Work item →
Search the entries for the word "door" and copy each line that has it.

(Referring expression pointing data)
+ + + +

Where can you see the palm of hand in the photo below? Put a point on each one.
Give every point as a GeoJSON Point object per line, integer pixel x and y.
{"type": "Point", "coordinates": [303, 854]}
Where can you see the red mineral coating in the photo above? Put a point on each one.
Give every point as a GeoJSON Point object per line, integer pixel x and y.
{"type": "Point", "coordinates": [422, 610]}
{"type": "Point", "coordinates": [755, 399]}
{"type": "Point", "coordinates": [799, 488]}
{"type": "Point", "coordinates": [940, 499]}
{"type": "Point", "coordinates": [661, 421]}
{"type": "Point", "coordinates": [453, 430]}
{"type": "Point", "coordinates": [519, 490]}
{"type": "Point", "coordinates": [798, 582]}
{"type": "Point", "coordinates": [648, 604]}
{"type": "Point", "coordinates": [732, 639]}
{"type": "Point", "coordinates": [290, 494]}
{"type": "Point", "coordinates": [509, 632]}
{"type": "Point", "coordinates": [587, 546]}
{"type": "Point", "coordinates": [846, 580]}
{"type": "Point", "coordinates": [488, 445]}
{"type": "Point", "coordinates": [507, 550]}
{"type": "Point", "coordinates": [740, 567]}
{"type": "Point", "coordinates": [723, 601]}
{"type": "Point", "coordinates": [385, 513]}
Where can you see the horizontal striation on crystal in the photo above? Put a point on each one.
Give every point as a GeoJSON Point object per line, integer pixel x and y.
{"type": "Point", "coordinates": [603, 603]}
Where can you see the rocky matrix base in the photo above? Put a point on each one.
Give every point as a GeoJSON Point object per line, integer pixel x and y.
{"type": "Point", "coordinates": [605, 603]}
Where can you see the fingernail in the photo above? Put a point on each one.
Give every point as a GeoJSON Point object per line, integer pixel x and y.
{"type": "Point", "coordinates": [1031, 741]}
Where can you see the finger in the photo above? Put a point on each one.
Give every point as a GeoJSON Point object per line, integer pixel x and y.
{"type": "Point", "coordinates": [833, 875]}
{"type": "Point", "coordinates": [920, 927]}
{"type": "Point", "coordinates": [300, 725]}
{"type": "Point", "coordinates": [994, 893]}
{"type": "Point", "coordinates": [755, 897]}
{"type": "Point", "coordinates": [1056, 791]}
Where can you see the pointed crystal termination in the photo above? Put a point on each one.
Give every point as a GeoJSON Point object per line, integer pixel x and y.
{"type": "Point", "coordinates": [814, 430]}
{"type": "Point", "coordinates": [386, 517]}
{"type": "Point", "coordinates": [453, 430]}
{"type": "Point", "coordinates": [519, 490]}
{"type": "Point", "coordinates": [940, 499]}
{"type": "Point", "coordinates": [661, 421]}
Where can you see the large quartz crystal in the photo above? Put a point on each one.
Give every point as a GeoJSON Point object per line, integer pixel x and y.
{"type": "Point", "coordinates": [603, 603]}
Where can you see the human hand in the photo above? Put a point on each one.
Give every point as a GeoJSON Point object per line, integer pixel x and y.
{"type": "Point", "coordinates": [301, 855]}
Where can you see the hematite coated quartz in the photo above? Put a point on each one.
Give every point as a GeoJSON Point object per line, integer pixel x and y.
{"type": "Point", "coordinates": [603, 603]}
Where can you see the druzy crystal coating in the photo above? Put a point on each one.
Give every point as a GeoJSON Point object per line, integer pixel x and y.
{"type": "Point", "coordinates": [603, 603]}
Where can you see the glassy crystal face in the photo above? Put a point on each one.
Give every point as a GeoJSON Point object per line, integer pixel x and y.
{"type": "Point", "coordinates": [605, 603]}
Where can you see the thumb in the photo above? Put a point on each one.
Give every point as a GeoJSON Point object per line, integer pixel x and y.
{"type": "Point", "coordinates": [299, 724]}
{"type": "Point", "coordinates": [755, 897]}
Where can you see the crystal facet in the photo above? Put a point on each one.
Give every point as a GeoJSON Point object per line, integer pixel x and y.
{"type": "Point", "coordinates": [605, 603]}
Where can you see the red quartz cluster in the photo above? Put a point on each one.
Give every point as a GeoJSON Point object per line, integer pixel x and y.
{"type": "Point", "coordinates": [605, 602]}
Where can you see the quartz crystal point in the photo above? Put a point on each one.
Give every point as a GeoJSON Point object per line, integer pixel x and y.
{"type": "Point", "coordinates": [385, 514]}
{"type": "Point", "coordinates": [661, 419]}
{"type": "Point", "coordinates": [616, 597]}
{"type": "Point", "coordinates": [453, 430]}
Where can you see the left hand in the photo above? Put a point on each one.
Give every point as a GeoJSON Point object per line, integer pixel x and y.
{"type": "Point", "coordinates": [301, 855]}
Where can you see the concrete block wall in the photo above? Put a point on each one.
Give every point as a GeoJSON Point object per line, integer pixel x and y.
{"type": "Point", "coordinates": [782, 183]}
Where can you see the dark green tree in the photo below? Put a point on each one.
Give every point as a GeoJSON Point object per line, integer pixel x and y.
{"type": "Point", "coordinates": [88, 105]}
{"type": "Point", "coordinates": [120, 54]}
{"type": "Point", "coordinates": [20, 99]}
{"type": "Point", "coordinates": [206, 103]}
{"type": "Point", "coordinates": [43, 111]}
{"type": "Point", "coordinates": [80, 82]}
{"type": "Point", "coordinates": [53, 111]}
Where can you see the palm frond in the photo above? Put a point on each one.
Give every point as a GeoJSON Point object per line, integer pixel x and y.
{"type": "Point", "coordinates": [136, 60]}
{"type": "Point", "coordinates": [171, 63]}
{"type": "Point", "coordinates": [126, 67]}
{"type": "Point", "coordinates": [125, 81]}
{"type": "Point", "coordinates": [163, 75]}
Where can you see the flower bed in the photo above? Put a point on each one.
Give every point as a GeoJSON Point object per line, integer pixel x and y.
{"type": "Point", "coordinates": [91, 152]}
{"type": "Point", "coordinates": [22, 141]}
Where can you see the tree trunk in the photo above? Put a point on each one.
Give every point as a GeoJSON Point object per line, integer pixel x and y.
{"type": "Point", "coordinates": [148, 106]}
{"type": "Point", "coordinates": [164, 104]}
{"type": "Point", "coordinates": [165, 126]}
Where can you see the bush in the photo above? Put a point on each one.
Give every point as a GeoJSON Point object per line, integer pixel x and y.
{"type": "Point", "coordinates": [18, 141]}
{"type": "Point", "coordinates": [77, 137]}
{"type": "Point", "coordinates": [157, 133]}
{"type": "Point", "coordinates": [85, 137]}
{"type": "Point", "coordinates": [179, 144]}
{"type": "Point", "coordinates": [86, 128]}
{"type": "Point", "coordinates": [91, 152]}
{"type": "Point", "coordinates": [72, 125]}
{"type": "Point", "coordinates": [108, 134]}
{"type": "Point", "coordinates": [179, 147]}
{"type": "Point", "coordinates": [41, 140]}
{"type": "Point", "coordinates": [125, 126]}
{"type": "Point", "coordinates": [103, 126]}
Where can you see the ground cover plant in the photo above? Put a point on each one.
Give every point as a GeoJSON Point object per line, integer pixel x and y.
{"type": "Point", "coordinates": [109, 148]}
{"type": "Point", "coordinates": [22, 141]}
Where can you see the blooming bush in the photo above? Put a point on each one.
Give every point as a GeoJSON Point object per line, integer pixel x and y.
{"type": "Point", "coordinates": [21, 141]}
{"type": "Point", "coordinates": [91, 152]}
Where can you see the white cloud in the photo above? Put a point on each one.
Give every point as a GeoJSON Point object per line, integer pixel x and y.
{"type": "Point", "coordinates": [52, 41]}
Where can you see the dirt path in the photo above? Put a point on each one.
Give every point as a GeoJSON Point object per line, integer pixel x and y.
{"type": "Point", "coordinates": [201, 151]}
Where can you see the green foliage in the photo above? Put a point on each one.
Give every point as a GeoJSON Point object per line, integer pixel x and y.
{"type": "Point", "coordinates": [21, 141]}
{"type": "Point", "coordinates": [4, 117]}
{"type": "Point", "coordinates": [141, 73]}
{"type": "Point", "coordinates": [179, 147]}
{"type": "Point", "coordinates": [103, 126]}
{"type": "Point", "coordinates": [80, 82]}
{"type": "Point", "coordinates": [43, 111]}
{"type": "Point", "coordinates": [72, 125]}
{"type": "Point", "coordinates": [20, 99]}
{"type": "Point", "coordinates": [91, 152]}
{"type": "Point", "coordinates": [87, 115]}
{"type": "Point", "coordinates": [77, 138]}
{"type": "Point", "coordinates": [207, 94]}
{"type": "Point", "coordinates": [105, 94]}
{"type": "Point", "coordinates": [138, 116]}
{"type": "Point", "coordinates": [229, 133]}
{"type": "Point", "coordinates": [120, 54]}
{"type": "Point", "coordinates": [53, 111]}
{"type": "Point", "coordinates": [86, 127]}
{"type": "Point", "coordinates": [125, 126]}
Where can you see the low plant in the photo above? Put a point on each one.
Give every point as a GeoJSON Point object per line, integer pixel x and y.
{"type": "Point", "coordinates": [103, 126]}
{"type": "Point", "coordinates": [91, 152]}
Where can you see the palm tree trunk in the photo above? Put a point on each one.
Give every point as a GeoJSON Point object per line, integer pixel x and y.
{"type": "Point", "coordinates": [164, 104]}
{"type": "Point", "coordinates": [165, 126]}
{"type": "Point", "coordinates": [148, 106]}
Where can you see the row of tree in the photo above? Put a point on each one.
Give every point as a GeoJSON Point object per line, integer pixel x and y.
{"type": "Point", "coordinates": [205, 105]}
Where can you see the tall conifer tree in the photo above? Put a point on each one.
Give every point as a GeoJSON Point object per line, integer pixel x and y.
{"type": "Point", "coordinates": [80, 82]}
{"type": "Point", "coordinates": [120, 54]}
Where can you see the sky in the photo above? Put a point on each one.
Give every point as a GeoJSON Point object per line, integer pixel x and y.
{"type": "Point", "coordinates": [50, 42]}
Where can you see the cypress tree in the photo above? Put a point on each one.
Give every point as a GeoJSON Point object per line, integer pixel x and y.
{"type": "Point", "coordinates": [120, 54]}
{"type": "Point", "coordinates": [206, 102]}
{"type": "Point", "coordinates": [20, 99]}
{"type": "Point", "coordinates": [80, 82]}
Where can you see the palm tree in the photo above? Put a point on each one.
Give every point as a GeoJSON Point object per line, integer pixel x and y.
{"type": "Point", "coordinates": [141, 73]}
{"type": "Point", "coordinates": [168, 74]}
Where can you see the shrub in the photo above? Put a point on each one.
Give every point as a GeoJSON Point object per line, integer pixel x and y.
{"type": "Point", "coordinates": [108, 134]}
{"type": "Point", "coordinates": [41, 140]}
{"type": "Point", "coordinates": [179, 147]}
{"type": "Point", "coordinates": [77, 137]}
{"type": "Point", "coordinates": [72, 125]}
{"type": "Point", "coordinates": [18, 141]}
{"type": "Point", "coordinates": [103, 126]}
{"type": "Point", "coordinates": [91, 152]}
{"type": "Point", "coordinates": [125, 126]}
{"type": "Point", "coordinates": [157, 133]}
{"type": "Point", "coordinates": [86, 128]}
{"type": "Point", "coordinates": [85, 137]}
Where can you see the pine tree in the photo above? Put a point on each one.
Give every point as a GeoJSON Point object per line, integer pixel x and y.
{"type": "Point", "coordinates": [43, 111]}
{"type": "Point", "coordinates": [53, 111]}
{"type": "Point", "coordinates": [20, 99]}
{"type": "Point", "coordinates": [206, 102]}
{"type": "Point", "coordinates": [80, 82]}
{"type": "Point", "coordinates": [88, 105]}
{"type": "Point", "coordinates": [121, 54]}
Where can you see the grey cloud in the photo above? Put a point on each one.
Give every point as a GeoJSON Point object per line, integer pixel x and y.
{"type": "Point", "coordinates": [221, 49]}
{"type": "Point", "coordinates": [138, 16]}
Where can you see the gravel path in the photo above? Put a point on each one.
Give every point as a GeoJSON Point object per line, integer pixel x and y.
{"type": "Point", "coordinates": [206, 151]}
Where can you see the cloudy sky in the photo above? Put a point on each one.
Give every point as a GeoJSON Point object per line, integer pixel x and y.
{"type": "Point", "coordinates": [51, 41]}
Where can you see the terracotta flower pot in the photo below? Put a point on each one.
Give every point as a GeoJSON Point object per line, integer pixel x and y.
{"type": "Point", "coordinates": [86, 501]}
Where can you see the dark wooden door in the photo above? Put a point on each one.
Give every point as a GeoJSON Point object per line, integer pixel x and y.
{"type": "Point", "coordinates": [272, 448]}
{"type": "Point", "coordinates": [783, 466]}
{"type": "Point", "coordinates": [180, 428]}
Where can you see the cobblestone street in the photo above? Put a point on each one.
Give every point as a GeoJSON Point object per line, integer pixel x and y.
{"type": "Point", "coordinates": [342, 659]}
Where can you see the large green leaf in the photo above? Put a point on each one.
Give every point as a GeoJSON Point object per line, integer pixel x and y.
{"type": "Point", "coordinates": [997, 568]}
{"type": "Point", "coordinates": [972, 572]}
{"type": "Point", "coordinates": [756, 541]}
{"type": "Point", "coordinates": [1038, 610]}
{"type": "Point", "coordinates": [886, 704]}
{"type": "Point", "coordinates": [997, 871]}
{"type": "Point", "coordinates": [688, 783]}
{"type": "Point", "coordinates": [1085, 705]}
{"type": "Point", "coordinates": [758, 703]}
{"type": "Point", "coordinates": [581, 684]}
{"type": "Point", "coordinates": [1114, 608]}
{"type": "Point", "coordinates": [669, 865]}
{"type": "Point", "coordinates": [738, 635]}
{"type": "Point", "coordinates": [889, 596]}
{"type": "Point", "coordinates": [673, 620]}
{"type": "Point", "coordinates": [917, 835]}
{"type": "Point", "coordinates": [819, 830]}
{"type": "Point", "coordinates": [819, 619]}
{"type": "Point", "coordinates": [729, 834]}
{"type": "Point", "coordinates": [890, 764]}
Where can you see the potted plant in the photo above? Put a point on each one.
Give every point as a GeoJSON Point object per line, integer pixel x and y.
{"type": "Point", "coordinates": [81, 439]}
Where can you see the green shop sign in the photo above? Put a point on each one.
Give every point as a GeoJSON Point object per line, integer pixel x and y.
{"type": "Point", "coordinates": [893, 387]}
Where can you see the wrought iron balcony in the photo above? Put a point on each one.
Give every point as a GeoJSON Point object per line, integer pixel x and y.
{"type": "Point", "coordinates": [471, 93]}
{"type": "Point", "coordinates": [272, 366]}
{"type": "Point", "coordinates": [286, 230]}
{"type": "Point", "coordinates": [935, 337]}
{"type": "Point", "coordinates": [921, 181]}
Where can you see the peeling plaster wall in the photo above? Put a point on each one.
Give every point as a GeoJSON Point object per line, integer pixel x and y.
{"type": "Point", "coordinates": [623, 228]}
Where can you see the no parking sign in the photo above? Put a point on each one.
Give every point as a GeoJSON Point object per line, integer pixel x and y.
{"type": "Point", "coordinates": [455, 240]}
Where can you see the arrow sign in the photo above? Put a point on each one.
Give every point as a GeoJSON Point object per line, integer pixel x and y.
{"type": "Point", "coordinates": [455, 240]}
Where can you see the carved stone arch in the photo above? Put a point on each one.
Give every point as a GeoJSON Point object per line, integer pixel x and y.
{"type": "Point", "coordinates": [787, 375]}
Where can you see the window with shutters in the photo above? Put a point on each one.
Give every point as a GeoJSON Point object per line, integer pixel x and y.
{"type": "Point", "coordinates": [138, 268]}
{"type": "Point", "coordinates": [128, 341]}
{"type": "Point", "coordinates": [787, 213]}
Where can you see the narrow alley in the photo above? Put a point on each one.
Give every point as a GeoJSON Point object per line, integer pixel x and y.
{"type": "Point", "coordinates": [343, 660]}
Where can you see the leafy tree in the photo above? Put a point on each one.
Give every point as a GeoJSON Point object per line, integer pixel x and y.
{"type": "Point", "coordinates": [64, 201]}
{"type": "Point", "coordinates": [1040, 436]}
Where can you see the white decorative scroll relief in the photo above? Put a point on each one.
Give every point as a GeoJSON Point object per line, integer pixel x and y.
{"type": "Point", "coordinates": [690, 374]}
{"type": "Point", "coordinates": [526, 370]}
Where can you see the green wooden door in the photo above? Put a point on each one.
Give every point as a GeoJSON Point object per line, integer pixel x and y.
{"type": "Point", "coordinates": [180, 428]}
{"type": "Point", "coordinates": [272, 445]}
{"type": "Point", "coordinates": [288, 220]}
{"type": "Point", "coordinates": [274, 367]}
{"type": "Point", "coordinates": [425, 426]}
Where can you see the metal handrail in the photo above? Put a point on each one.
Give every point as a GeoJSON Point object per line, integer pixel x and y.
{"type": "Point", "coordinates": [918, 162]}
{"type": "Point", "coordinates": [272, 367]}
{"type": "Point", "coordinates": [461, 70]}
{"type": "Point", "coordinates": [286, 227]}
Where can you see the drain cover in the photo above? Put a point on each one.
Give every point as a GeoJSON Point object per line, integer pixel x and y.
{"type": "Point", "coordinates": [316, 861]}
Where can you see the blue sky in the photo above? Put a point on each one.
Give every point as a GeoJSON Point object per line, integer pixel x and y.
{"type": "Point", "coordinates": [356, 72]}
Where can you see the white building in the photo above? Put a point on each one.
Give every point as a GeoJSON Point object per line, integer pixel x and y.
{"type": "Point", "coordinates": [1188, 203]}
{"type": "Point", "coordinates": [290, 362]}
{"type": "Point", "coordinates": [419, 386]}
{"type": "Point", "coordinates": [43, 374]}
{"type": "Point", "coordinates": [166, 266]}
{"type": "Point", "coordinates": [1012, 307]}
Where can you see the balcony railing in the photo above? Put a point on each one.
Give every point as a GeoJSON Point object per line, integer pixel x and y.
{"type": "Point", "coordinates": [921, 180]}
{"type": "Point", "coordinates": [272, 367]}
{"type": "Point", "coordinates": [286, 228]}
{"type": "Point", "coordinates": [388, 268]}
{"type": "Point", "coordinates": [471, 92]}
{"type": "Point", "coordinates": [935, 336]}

+ + + +

Result for this exercise →
Where can you see the dark wooden door in the photo above? Put a point on each one.
Where can you see the green wooden door in the photo above? Put a point on each one.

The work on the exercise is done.